───── Extracted text ─────

That division was on full display at the recent India AI Impact Summit 2026. Billed as a forum to foster global dialogue, the event instead highlighted the deep divisions between the superpowers and the efforts of "middle power" nations to find a third way. The varying readiness of different governments to engage has created a fractured environment where the incentives for the most powerful players are often not aligned.

  • A summit of symptoms: "The recent India AI Impact Summit was a clear symptom of our fragmented and problematic situation. The event featured a near-total absence of official representation from China, while the U.S. signaled it doesn't want global governance for AI. Together, these two players represent 90% of the industry," says Daou. When the dominant players opt out, any framework that emerges represents, at most, the remaining ten percent.

  • Déjà vu with a deadline: To explain the dynamic, Daou draws a parallel to the 1930s nuclear race, where major players are unwilling to unilaterally limit their capacity because each is determined to win. "The talk now is, when will the AI Hiroshima happen? Then we will start to slow down, talk seriously, and put some boundaries in place," he adds.

───── Recorded data ─────

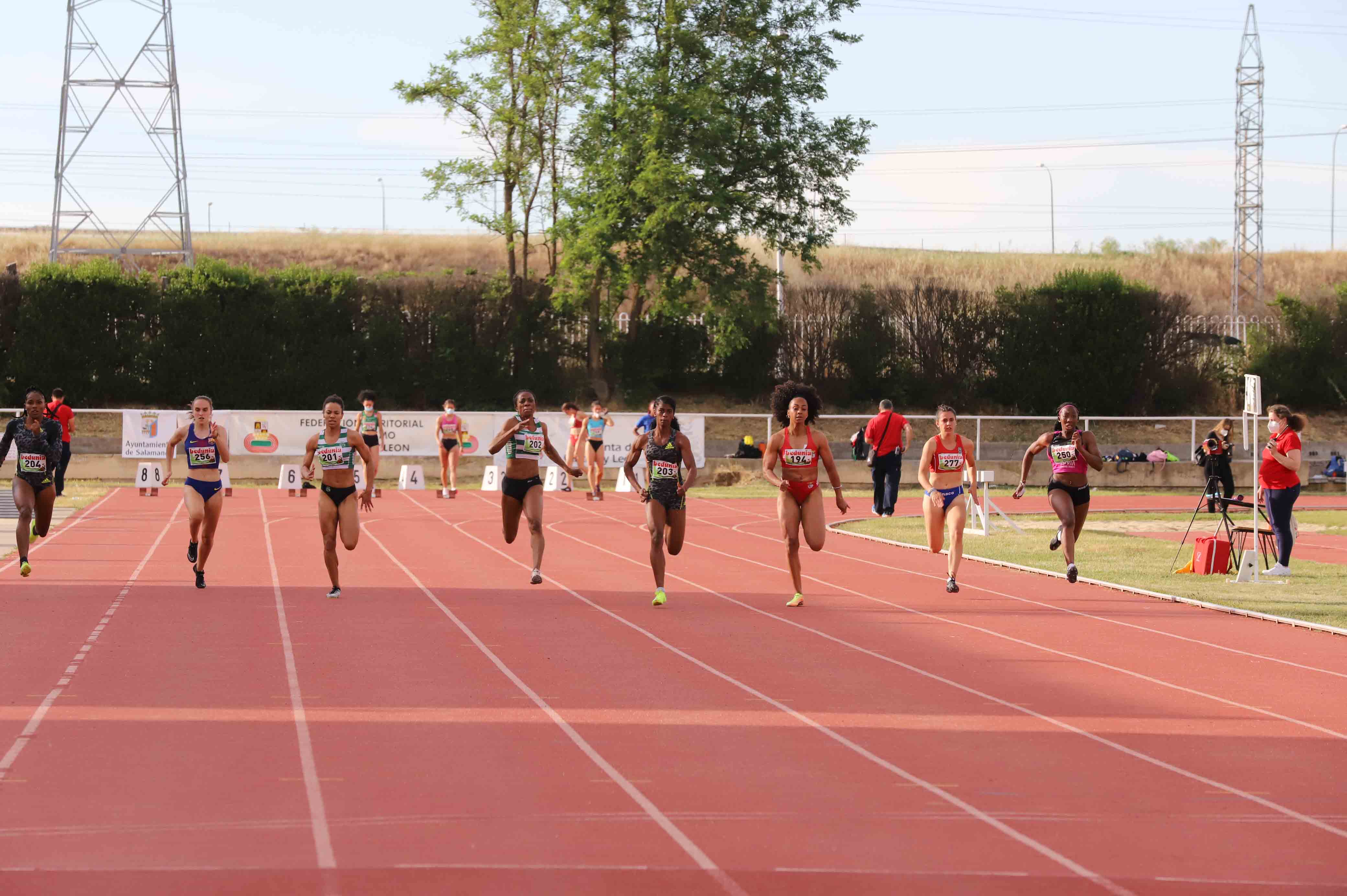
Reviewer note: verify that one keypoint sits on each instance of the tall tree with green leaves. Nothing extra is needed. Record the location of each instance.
(508, 85)
(697, 135)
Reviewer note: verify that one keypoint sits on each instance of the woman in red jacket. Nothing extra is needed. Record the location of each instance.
(1279, 479)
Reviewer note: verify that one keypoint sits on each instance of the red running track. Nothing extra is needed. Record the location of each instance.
(448, 728)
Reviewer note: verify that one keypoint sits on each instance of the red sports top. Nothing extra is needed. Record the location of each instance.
(1273, 475)
(801, 459)
(949, 460)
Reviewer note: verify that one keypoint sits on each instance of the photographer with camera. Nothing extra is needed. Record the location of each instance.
(1218, 451)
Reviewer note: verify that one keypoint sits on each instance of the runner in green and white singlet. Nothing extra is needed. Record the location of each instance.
(371, 425)
(525, 440)
(333, 451)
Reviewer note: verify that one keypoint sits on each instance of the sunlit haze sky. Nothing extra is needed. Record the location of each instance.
(290, 118)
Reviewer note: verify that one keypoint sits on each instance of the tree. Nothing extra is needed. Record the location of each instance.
(696, 135)
(508, 85)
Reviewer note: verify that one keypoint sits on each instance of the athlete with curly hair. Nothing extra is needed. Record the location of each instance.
(799, 449)
(1071, 451)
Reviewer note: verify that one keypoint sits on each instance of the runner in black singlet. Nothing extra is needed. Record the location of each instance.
(38, 444)
(666, 498)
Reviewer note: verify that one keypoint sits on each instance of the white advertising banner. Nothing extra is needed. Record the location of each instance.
(145, 434)
(407, 434)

─────

Reproduce word for word everything in the India AI Impact Summit passage above, from "That division was" down to "often not aligned.".

#### Task answer:
That division was on full display at the recent India AI Impact Summit 2026. Billed as a forum to foster global dialogue, the event instead highlighted the deep divisions between the superpowers and the efforts of "middle power" nations to find a third way. The varying readiness of different governments to engage has created a fractured environment where the incentives for the most powerful players are often not aligned.